* [PARTS OF THE EXERCISE]:
a - From the article on Paralympic classification below, shorten the paragraph beginning "For more than a year, Jones competed" into a single sentence that keeps its main facts.
b - In the article on Paralympic classification below, in what year did Stuart Jones sustain his incomplete spinal cord injury?
c - Please carry on the article on Paralympic classification below, picking up after its final sentence.

The Paralympic Games are the world's third-biggest sporting event, generating tens of millions of dollars in revenue.
Former athletes and officials have told the Four Corners that the system of Paralympic classification is flawed and easily manipulated, with growing calls for fundamental reform.
As reported by the ABC insiders described a culture where classification rules were regularly bent and broken, with few repercussions for those prepared to exploit a weak system.
Stating that the responsibility for enforcing the rules of Paralympic classification should now be taken away from the organisation he led for 15 years, Gonzalez notes "we had what is called cheating in classification.
"Trying to do things with classification to win an advantage is not a thing that the Paralympic movement can tolerate."
In an IPC document, other high-ranking officials detailed their concerns.
The officials, from around the world, described how "intentional misrepresentation" of disabilities had infected Paralympic sport.
One concluded that, "the system does not work", another said there were "no repercussions for those who cheat".
Gonzalez said cases of athletes cheating during classification posed a clear threat to the Paralympic brand and a lack of resources made it difficult to address the problem, adding "if somebody wants to do it, I'm sure that they can do it."
The Four Corners report cites Stuart Jones, who represented Australia in cycling at the 2021 Tokyo Paralympic Games and world championship events in the trike class.
Having sustained an incomplete spinal cord injury in 2014 and being told he may never walk again, Jones was eventually back on a two-wheeled bike, racing competitively with local cycling clubs.
However, in para-cycling, the three-wheeled trike division - reserved for athletes who can't ride a two-wheeled bike because of "a lack of balance and/or severe restrictions in pedalling" - he won the para-cycling road nationals in the trike division in May 2017.
For more than a year, Jones competed in both two and three-wheel events interchangeably. This included racing hundreds of kilometres on his two-wheel bike across at least seven events.
National cycling body, AusCycling said it was not aware that Jones had raced on a two-wheeled bike in the years after his accident.
The report also references Australian gold medallist Amanda Fowler, a controversial figure in Paralympic sport whose career has been intensely scrutinised after she switched sports and classifications several times.

(Referring expression pointing data)
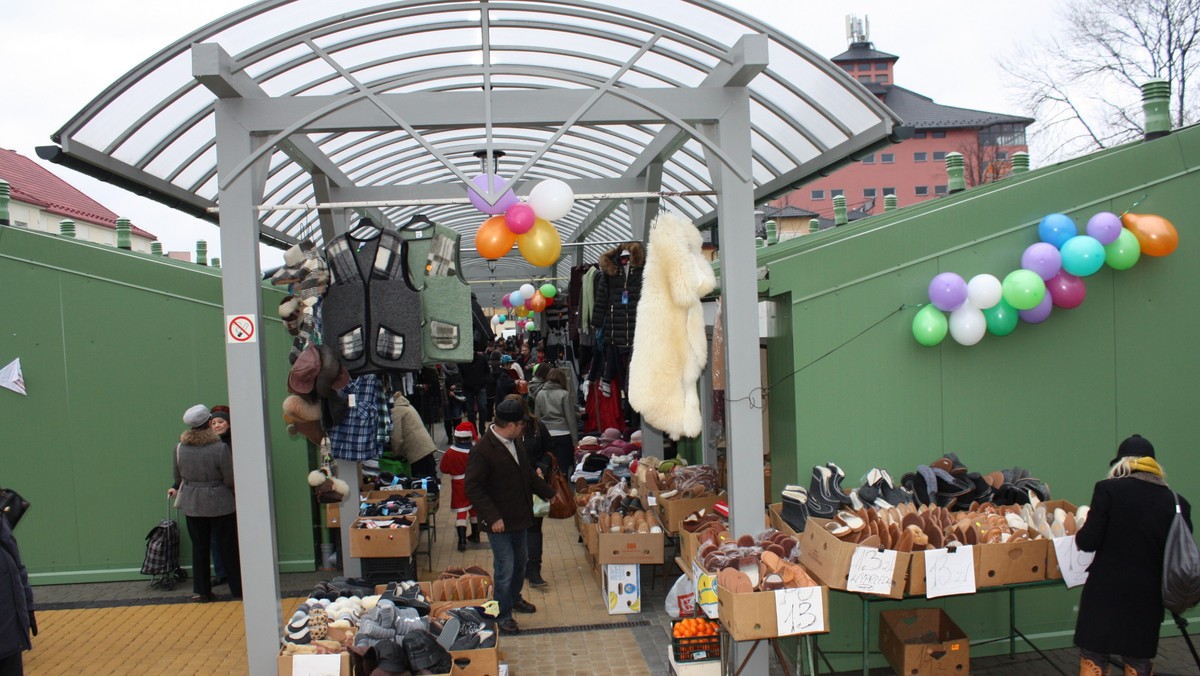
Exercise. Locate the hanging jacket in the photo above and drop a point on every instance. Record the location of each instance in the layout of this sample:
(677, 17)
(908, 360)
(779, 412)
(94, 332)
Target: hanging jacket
(371, 312)
(617, 294)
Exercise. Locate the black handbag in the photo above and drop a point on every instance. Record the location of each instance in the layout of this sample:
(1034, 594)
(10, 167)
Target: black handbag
(12, 506)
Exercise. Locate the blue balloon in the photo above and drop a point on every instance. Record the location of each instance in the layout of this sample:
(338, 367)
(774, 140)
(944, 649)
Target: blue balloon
(1083, 256)
(1056, 229)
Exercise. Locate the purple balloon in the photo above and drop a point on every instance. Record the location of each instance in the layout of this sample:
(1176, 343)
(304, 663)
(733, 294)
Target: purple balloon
(497, 185)
(1105, 227)
(1039, 313)
(947, 292)
(1066, 289)
(1043, 258)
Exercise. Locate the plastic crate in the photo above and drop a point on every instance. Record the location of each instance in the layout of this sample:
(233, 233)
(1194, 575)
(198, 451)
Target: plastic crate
(695, 648)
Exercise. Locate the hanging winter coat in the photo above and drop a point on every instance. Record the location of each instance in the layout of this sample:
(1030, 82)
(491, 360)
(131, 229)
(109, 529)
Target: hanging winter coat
(371, 312)
(670, 346)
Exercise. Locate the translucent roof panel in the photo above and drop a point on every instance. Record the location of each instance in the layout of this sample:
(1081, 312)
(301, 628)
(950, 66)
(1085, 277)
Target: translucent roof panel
(156, 125)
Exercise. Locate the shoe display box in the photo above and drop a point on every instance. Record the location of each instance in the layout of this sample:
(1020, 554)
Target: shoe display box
(1053, 570)
(750, 616)
(372, 543)
(673, 510)
(417, 495)
(629, 548)
(827, 558)
(923, 640)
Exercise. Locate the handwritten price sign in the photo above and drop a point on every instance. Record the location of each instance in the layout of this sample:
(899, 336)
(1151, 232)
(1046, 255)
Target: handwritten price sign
(870, 570)
(949, 572)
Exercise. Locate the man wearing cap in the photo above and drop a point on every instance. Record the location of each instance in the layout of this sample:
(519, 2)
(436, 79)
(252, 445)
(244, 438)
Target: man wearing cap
(501, 484)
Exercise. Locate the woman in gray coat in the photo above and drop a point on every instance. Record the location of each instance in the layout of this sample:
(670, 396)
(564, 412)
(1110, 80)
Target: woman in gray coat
(204, 476)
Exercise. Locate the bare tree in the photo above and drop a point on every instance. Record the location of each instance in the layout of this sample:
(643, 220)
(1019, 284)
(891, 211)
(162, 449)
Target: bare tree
(1084, 85)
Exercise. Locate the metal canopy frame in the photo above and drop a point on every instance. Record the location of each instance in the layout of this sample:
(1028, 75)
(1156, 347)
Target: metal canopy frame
(282, 102)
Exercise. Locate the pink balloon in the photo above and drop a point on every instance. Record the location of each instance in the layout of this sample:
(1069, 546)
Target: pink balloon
(1066, 289)
(520, 219)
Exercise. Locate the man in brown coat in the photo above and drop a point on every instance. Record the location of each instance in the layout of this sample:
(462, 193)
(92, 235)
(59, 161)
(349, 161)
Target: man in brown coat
(501, 484)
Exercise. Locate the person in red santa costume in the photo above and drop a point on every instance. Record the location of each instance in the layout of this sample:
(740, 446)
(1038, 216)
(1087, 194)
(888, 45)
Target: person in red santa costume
(454, 462)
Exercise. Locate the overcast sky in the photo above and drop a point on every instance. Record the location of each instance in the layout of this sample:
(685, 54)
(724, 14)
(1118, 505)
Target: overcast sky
(59, 54)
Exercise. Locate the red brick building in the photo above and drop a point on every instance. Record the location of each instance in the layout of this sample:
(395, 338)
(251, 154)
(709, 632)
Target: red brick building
(913, 169)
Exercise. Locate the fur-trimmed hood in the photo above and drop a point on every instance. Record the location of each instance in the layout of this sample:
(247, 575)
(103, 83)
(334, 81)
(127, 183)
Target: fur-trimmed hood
(204, 436)
(636, 257)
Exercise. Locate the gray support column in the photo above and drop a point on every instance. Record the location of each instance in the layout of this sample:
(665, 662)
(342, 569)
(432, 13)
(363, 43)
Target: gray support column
(243, 292)
(743, 423)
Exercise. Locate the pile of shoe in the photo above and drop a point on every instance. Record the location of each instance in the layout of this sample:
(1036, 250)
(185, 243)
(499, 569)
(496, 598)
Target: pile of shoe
(390, 507)
(755, 563)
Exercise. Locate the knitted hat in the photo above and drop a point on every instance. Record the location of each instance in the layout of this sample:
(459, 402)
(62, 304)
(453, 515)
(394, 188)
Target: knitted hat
(197, 416)
(1134, 447)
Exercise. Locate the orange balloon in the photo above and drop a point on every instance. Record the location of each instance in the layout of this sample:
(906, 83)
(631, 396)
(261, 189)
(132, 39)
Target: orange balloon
(541, 245)
(493, 239)
(538, 303)
(1156, 235)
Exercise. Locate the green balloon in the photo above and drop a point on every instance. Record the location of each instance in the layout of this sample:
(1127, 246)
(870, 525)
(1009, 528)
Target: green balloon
(929, 325)
(1024, 289)
(1122, 252)
(1001, 318)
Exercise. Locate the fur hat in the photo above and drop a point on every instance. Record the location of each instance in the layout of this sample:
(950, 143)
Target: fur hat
(197, 416)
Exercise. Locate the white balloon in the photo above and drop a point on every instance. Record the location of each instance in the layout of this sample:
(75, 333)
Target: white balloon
(984, 291)
(967, 324)
(551, 199)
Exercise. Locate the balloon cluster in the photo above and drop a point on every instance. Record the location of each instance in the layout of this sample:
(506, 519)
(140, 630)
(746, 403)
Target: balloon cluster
(525, 301)
(525, 223)
(1051, 275)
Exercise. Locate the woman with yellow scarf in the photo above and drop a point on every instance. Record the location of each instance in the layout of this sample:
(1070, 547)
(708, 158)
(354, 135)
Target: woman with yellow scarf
(1121, 608)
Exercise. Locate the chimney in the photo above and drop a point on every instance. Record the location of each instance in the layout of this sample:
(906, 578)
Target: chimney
(839, 210)
(955, 180)
(1156, 105)
(1020, 162)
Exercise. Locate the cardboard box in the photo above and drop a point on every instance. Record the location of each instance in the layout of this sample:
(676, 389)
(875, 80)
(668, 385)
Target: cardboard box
(923, 640)
(1007, 563)
(630, 548)
(827, 558)
(286, 663)
(673, 510)
(383, 543)
(753, 616)
(417, 495)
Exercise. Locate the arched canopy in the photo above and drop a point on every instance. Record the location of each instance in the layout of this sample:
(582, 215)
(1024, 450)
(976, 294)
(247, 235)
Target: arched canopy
(154, 130)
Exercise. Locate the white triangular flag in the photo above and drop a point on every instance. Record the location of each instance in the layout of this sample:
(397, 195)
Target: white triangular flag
(12, 378)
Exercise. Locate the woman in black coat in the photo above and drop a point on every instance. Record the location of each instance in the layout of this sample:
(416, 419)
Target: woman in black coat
(1121, 608)
(16, 605)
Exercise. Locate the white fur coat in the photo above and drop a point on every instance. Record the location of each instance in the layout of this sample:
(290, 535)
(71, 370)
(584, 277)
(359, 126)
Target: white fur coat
(670, 347)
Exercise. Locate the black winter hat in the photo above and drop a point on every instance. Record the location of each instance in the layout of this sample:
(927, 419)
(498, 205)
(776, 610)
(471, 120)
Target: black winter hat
(1134, 447)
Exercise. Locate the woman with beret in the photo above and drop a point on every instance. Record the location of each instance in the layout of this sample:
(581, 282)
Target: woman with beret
(203, 467)
(1121, 608)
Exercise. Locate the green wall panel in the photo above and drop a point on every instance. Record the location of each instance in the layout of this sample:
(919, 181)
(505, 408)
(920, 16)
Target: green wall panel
(114, 346)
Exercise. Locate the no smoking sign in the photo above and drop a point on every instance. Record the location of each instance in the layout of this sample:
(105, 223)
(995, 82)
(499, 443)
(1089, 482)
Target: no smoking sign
(240, 328)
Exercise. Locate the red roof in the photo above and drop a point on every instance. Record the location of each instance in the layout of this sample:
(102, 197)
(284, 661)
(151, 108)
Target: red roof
(33, 184)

* [RESPONSES TO THE EXERCISE]:
a - For over a year, Jones raced in both two- and three-wheel events, covering hundreds of kilometres on his two-wheel bike in at least seven events.

b - 2014.

c -
She was investigated by the IPC in 2016 over allegations of intentional misrepresentation.
However, it did not find conclusive evidence to substantiate the claims.
Fowler began her decorated sporting career as a non-disabled speed skater.
As a child, she won national titles. Then, in her early teens, she moved to para-sport.
Fowler represented Australia's national Paralympic squad, as an intellectually impaired swimmer in 2011.
Later she was competing in athletics, in a class for people with vision impairments but, by 2016, Fowler had changed her name to Amanda Reid. No longer used a white cane, and was classed as a physically impaired swimmer with cerebral palsy.
At the Tokyo Games, Reid had changed sport again, winning a Gold medal as a physically impaired cyclist with cerebral palsy.
One of the IPC's most-experienced classifiers, who headed the Paralympics' cerebral palsy sports advisory group, told Four Corners he had classified thousands of cerebral palsy athletes, and had never seen a case like Reid's in his career.
Professor Ken Richter - who also specialises in rehabilitation medicine - and who watched footage of Reid's presentations throughout the years, commented "cerebral palsy is a stable motor disease originating in the brain that occurs around birth, and it's non-progressive. It doesn't go in and out, in and out.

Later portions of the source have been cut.